**EXERCISES TO COMPLETE:**
- a) In the article on the retracted chronic fatigue study, retype the passage that begins at the words "In May, Science" and stops after the words "the journal’s retraction.".
- b) Answer these questions from the article on the retracted chronic fatigue study:
(i) How many follow-up studies failed to replicate the link between chronic fatigue and the retrovirus?
(ii) At which university does John Coffin work?
(iii) Who is the executive editor of Science?

**PAGE EXCERPT:**
══════════════════════════════

Controversial Study Linking Virus to Chronic Fatigue Is Retracted

  • Share
  • Read Later

The journal Science is retracting a contentious 2009 paper linking chronic fatigue syndrome to a mouse retrovirus called XMRV.

The paper’s original findings — that XMRV had been found in the blood of people with the syndrome — galvanized researchers and sufferers of chronic fatigue, a condition of unknown cause that leads to pain, debilitating fatigue and cognitive problems. But since the paper was published, it has repeatedly come under fire — no fewer than 17 follow-up studies have failed to replicate the link between chronic fatigue and the retrovirus.

In May, Science published two reports suggesting that the original findings were due to laboratory contamination. At the time, the journal’s editor, Bruce Alberts, said the paper was “now seriously in question.” In September, the authors of the study issued a partial retraction, acknowledging the contamination of some of their original blood samples, but did not retract the full paper. On Thursday, the journal announced it was retracting the paper fully, without the authors’ consent. Typically, retractions come from the authors, but in this case, the journal said the authors couldn’t agree on the wording of a retraction statement.

“It’s kind of a surprise that it took so long,” John Coffin, a retrovirologist at Tufts University in Boston, who co-authored an editorial in Science supporting the original paper, told Science Insider’s Jon Cohen, regarding the journal’s retraction.

Cohen reports:

Science Executive Editor Monica Bradford says the journal always prefers authors to sign retractions. “It’s the authors’ work, and it’s a very clear signal to scientific community that there can’t be accusations of other agendas,” says Bradford. Alberts says they simply had been “spun” by the authors too many times for too long. “If our editorial retraction helps to end the resources to go into this fruitless endeavor, I think we’ve made a contribution to the scientific community,” he says.

══════════════════════════════

**GIVEN DATA:**
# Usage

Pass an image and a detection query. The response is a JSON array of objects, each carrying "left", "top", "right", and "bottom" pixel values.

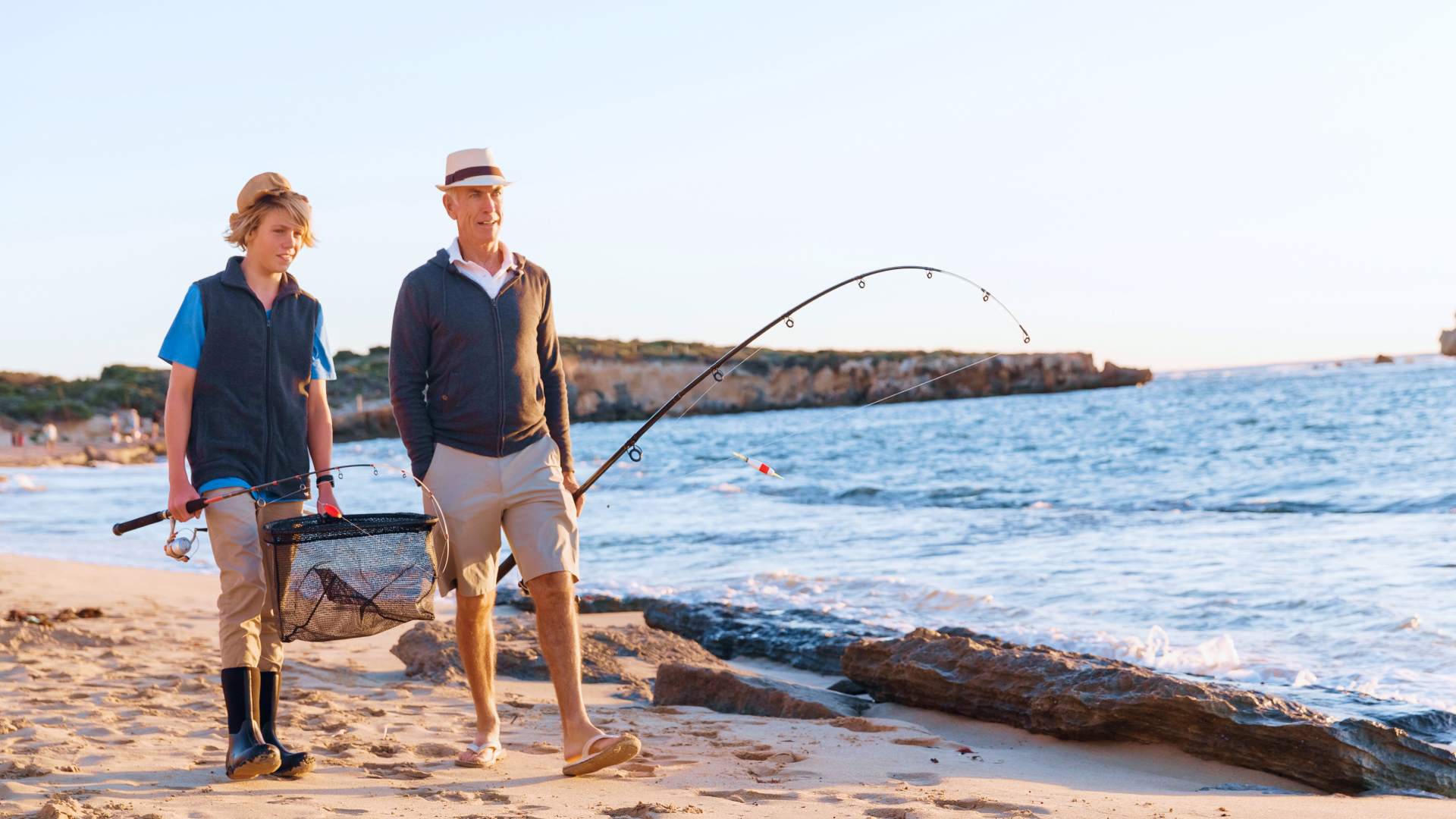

══════════════════════════════

**SOLUTIONS FOR EACH TASK:**
- a)
In May, Science published two reports suggesting that the original findings were due to laboratory contamination. At the time, the journal’s editor, Bruce Alberts, said the paper was “now seriously in question.” In September, the authors of the study issued a partial retraction, acknowledging the contamination of some of their original blood samples, but did not retract the full paper. On Thursday, the journal announced it was retracting the paper fully, without the authors’ consent. Typically, retractions come from the authors, but in this case, the journal said the authors couldn’t agree on the wording of a retraction statement.

“It’s kind of a surprise that it took so long,” John Coffin, a retrovirologist at Tufts University in Boston, who co-authored an editorial in Science supporting the original paper, told Science Insider’s Jon Cohen, regarding the journal’s retraction.

- b)
(i) 17
(ii) Tufts University in Boston
(iii) Monica Bradford